**TASK TO CARRY OUT**: Show every line of the material below that contains the word "provide", copying each such line in full.

**ENTRIES SUPPLIED**:
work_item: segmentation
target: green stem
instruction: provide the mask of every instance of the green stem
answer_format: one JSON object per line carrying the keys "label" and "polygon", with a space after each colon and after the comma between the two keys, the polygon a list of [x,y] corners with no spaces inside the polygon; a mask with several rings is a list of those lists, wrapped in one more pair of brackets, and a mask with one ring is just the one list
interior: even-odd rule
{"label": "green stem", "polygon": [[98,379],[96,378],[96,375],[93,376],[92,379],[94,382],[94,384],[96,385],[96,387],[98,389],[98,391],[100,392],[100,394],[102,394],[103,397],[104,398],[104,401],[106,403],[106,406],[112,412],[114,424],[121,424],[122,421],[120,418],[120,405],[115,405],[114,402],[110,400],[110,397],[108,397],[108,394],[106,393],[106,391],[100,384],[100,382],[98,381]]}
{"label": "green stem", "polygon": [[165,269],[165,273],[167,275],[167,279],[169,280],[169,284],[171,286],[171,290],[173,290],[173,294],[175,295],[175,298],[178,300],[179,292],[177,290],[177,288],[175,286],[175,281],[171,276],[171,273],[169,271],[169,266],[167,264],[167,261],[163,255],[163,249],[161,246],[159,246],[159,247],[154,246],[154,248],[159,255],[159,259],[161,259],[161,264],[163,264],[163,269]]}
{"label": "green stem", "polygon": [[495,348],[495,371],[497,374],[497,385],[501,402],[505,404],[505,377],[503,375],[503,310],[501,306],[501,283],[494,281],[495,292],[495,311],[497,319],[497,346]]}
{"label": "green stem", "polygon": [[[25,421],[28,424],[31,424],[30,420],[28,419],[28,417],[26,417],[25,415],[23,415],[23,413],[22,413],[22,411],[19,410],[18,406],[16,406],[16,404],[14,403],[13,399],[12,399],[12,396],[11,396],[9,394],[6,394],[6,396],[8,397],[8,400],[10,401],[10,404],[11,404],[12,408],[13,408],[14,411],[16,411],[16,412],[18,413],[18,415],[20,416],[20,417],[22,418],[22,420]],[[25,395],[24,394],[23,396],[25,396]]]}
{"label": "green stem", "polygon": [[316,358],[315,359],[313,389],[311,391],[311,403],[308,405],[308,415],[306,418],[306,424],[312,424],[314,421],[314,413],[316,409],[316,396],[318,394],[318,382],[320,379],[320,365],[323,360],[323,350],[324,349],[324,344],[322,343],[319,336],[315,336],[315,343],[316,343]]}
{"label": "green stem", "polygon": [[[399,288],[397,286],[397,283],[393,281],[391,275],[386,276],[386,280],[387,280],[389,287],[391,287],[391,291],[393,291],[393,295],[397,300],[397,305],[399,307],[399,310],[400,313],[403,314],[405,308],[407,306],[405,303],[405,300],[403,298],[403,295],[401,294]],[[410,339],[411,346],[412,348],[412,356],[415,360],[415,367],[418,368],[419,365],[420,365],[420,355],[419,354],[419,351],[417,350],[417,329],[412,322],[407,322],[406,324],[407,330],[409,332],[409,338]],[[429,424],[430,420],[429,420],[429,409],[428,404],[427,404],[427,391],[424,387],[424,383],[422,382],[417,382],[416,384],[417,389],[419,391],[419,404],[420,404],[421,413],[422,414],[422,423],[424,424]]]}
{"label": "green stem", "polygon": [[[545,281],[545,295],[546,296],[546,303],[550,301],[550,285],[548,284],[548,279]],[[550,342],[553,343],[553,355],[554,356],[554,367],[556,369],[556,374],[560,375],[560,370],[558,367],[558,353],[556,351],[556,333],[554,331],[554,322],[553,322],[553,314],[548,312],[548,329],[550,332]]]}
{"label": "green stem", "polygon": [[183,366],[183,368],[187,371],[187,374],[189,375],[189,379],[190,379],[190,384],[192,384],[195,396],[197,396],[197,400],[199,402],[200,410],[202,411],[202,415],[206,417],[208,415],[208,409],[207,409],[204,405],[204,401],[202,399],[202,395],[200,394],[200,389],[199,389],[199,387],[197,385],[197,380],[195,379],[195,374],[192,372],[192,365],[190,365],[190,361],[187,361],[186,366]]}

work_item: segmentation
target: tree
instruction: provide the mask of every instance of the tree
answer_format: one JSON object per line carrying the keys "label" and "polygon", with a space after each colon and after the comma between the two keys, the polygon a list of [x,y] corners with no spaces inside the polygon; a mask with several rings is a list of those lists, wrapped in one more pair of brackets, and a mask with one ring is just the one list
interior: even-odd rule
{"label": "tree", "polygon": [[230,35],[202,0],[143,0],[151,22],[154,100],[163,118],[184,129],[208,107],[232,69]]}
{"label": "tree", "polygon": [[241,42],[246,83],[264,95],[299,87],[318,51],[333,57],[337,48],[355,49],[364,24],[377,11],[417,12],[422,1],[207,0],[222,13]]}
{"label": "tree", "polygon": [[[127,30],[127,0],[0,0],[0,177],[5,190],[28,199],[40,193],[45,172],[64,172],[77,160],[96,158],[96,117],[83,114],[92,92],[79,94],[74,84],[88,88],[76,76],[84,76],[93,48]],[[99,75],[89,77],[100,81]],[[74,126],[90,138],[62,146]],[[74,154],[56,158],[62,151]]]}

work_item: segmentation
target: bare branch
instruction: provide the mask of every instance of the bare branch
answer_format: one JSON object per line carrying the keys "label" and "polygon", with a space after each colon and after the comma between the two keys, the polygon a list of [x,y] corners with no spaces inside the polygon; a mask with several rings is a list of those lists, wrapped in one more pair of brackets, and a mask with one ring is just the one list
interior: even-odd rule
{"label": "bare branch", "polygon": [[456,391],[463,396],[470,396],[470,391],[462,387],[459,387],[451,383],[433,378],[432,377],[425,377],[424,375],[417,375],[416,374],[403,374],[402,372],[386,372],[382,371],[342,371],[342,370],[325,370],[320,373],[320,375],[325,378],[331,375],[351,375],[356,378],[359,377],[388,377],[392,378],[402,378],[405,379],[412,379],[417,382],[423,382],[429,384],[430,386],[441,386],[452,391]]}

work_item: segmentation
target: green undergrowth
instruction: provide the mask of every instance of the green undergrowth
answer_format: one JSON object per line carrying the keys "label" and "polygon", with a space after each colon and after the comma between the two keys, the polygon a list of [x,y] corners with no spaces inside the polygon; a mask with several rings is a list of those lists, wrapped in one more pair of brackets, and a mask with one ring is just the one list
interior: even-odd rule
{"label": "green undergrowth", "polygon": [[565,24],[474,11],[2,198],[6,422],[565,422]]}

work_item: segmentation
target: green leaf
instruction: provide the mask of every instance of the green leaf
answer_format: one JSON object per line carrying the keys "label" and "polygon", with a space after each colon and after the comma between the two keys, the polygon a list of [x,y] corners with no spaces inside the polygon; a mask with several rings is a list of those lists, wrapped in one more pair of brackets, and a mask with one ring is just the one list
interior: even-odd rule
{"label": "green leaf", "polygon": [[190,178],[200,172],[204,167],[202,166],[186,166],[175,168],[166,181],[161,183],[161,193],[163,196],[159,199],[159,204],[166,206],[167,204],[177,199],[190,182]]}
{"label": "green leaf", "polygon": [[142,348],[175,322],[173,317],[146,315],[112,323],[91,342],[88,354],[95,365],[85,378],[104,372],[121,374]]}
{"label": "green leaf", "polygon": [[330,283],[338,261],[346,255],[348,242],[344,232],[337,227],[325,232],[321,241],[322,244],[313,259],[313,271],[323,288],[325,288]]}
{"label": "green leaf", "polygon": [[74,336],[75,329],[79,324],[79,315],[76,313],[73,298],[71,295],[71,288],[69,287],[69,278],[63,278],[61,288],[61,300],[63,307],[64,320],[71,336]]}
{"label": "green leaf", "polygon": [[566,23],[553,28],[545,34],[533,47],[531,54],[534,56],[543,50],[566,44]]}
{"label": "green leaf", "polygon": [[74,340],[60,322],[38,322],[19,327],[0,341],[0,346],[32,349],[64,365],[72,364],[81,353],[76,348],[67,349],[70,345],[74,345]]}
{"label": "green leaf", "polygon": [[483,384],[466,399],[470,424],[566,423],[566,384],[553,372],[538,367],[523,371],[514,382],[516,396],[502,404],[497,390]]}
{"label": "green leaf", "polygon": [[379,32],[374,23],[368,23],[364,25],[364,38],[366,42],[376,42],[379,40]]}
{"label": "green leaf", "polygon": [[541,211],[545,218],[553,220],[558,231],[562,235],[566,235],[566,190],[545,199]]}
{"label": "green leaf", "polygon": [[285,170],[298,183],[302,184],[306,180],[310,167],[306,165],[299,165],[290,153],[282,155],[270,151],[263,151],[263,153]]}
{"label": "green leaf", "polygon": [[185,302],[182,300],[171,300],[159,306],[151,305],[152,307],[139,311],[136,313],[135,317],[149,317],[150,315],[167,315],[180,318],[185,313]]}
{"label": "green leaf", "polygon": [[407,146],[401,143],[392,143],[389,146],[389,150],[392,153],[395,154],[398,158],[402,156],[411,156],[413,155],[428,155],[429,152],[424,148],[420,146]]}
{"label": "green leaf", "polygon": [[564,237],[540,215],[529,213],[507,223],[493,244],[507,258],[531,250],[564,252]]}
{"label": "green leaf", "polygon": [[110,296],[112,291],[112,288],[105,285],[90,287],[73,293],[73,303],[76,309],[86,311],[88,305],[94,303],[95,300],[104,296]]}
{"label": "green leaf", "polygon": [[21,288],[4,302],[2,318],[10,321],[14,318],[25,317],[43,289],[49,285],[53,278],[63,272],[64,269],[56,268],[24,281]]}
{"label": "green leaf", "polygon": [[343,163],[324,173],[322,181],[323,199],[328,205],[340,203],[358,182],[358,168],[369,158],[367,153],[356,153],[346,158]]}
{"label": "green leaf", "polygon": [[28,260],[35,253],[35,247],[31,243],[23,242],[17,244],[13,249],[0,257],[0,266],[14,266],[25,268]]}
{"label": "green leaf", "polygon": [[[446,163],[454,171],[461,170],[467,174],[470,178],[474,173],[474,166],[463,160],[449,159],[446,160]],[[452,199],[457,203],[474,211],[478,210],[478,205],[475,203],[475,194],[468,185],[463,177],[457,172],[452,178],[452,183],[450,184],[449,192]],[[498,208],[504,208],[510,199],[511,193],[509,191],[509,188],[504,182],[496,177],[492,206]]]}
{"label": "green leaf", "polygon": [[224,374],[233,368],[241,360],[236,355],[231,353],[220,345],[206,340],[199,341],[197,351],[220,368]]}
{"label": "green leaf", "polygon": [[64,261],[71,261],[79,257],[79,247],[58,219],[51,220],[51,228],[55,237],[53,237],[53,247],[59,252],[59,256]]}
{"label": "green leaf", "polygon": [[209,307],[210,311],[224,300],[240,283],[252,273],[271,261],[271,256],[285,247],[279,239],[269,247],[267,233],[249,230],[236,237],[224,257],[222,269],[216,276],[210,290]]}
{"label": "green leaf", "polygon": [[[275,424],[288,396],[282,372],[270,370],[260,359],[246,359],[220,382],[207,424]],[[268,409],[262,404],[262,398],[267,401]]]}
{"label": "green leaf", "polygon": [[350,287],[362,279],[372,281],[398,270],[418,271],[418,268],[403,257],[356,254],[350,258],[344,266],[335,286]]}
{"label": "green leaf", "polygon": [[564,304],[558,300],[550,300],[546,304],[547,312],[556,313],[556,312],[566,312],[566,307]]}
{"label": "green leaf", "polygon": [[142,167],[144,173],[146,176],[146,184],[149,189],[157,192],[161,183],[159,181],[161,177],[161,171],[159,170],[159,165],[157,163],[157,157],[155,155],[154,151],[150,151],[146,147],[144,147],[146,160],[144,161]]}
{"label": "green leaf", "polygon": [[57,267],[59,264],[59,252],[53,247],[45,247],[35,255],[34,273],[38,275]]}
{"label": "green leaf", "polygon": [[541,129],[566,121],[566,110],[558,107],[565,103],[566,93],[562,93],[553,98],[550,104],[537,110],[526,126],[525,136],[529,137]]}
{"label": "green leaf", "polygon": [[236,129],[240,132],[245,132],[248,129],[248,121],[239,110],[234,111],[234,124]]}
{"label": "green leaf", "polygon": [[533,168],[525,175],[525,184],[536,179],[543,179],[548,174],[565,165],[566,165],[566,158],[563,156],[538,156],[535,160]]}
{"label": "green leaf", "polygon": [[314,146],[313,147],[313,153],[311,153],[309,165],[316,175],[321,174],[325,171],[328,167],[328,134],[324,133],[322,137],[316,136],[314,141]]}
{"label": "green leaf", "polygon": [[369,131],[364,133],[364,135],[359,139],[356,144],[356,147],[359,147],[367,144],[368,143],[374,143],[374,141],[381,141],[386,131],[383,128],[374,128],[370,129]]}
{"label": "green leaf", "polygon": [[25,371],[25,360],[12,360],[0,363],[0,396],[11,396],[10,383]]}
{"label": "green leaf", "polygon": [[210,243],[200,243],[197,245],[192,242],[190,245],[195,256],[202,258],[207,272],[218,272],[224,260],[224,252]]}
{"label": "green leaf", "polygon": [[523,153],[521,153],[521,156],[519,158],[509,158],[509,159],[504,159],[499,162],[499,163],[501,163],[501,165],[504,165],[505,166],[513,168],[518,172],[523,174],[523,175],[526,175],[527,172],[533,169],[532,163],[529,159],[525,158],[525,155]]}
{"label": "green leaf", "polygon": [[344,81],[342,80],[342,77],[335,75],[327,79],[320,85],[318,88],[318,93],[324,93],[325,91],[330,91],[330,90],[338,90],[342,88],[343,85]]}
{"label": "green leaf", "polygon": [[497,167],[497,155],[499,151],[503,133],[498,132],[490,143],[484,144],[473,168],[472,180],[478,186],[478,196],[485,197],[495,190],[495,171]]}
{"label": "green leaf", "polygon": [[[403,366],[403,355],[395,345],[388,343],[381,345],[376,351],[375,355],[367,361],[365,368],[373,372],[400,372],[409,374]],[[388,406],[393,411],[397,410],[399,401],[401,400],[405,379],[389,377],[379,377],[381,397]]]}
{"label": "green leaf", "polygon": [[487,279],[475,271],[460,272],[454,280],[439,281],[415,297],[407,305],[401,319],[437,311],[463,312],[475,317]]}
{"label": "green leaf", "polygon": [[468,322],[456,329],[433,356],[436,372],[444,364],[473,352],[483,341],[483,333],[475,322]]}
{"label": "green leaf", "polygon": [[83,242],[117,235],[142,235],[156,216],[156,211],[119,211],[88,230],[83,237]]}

**SOLVED EXERCISE**:
instruction: provide the mask of every instance of the green stem
instruction: provide the mask of every instance of the tree
instruction: provide the mask of every instance of the bare branch
instruction: provide the mask of every instance of the green undergrowth
instruction: provide the mask of every instance of the green leaf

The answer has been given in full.